▶ [Task brief] Start at the line below containing "Q: For each instance of the small metal" and stop at the line containing "Q: For each instance of the stainless steel bowl". Repeat every line of that stretch exactly, and nothing outside it.

(Excerpts from a dataset)
= = =

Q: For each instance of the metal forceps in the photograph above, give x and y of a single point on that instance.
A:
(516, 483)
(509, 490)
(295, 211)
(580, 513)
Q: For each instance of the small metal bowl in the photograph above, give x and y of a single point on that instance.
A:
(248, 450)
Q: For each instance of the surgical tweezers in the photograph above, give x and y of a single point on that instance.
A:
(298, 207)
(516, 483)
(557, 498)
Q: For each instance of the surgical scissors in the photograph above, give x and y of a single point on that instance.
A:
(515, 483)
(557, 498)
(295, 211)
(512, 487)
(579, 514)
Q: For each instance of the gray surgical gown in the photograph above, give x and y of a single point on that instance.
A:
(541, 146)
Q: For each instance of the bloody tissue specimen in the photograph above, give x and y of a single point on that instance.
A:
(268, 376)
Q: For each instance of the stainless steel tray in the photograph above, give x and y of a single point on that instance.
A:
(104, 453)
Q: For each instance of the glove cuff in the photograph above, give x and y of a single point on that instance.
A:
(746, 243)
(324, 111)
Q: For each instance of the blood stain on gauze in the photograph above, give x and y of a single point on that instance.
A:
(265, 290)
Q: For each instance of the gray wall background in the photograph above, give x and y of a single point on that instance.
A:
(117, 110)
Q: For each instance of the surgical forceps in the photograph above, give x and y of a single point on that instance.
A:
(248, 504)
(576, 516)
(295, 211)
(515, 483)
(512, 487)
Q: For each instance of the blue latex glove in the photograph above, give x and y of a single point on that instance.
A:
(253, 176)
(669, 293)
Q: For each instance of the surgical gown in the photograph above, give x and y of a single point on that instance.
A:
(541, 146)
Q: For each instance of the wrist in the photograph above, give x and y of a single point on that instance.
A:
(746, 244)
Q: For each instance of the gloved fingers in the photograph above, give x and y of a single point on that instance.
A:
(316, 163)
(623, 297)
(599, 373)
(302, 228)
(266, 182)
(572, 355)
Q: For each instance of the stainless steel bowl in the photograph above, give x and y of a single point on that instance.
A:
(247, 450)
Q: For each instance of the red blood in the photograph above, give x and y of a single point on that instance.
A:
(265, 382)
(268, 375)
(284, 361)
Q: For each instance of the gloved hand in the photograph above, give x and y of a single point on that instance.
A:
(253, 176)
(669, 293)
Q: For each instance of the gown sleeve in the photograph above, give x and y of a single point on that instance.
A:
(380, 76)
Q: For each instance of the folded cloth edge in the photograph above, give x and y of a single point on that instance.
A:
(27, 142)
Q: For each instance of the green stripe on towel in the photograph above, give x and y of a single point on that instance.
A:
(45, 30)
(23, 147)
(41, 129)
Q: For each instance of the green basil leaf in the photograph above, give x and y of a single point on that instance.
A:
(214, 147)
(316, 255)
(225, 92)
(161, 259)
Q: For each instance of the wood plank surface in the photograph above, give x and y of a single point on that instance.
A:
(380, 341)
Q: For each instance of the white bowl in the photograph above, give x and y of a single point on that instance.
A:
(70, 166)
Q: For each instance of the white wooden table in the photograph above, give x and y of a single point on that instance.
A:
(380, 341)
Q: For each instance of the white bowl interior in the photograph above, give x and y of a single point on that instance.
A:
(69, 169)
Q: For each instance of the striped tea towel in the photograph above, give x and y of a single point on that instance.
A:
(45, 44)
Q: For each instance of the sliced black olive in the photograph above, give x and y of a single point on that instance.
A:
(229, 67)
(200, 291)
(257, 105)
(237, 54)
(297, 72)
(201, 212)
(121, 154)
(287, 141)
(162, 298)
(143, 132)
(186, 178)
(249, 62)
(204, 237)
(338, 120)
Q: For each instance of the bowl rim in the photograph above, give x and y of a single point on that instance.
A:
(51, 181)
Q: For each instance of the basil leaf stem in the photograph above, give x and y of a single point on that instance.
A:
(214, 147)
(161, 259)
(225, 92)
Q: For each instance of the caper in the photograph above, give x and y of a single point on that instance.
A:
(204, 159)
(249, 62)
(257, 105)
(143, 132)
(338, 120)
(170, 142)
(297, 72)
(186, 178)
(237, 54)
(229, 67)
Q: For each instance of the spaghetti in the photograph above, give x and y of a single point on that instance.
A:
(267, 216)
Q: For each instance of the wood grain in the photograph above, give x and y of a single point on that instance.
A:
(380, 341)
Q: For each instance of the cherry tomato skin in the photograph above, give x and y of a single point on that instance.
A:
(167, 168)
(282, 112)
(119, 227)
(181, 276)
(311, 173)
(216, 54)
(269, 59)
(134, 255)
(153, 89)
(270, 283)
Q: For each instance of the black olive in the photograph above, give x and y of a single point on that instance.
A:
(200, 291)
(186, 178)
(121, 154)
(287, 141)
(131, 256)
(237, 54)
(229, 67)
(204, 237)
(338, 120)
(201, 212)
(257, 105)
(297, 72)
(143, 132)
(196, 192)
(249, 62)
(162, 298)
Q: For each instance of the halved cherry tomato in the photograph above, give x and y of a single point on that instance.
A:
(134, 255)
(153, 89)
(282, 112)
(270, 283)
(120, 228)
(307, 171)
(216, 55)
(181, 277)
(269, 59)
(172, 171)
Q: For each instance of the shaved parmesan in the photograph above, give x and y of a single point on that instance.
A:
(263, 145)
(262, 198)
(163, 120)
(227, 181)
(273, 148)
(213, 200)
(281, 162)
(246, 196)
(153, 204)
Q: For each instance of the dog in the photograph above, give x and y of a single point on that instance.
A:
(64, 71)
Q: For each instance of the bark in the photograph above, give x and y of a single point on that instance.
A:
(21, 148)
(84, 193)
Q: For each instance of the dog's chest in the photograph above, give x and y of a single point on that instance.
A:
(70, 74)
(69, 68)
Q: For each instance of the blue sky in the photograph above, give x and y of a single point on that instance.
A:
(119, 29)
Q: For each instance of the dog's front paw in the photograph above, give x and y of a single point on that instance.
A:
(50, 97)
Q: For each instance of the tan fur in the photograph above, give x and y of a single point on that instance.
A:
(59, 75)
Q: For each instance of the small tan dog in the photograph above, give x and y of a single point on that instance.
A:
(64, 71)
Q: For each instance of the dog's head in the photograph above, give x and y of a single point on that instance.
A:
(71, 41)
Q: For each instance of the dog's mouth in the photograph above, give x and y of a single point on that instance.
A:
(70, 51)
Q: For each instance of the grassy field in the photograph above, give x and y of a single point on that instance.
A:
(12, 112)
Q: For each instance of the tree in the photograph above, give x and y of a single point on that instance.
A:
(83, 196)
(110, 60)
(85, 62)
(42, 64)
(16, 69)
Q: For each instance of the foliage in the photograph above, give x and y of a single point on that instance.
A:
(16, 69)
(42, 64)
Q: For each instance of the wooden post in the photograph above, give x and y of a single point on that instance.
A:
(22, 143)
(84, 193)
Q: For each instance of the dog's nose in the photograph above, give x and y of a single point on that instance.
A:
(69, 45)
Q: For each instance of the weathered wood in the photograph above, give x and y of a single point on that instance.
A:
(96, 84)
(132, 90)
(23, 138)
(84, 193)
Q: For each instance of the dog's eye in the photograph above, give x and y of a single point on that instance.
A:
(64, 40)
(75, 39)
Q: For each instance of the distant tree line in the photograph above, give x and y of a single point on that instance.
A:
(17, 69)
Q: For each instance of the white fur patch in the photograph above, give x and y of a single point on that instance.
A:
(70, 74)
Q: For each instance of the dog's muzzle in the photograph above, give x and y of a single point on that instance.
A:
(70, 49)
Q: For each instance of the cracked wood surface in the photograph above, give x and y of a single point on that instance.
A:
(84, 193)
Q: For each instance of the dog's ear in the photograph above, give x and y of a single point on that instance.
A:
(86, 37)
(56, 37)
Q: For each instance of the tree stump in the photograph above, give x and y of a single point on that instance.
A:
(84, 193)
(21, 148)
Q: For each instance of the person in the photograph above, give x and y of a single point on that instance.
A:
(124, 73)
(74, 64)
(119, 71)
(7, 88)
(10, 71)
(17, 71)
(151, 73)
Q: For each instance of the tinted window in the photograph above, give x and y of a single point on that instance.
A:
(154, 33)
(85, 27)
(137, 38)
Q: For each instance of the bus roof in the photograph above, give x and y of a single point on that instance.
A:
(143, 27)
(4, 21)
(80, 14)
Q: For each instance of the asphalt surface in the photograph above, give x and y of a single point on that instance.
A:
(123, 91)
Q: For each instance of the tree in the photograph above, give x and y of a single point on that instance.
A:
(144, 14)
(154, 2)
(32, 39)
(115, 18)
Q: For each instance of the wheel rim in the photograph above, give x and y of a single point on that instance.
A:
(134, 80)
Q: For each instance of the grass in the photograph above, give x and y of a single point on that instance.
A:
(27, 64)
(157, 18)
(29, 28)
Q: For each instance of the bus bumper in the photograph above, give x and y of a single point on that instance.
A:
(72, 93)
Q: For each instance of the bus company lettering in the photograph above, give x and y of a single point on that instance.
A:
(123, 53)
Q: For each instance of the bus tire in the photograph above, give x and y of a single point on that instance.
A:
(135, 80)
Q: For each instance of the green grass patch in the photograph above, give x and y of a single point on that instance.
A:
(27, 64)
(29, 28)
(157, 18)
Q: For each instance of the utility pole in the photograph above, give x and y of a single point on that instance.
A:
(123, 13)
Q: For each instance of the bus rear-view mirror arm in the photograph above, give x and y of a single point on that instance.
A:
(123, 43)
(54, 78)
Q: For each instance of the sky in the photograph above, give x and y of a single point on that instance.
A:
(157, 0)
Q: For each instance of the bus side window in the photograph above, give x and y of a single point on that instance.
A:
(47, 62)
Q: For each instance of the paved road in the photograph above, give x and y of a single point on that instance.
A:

= = =

▶ [Task solution]
Q: For each instance of the small metal bowl in the photograph above, give x and y of a single point on that instance.
A:
(248, 450)
Q: For each instance of the surgical tweezers in the photograph above, give x and y of a single point on that instance.
A:
(298, 207)
(516, 483)
(557, 498)
Q: For each instance of the surgical scissors in the photograph above, give x and y of a single point on that instance.
A:
(515, 483)
(557, 498)
(295, 211)
(512, 487)
(579, 514)
Q: For each instance of the gray surgical gown in the photograph above, give x and y of a single point on that instance.
A:
(541, 146)
Q: For each instance of the bloody tissue specimen in the photograph above, give x and y of a single point on that instance.
A:
(268, 376)
Q: For each instance of the stainless steel tray in the photograph above, give x and y of a single point on that instance.
A:
(104, 453)
Q: For each instance of the glove cuff in the photograph above, give x and y of a single point on that instance.
A:
(746, 243)
(324, 111)
Q: For each instance of the blood stain on gauze in the photograph above, give x and y of a single point on that instance.
A:
(265, 290)
Q: For each instance of the gray wall background in the photograph above, give x and y of a single point on that instance.
A:
(117, 110)
Q: For each instance of the surgical forceps in the photograph above, give x and y of a single point on that instance.
A:
(248, 504)
(576, 516)
(295, 211)
(515, 483)
(512, 487)
Q: For each instance of the blue latex glove in the photograph above, give x and y of a single point on that instance.
A:
(253, 176)
(669, 293)
Q: For each instance of the surgical gown in the photograph above, give x and y of a single point on that instance.
A:
(541, 146)
Q: For each instance of the wrist in the photograph above, give x and y of a single point on that instance.
A:
(746, 244)
Q: For each instance of the gloved fingers in the photograph above, give x and y of a single point on that instance.
A:
(316, 163)
(623, 297)
(599, 373)
(302, 228)
(266, 182)
(572, 355)
Q: For each instance of the stainless steel bowl in the photograph above, give x and y of a single point on that instance.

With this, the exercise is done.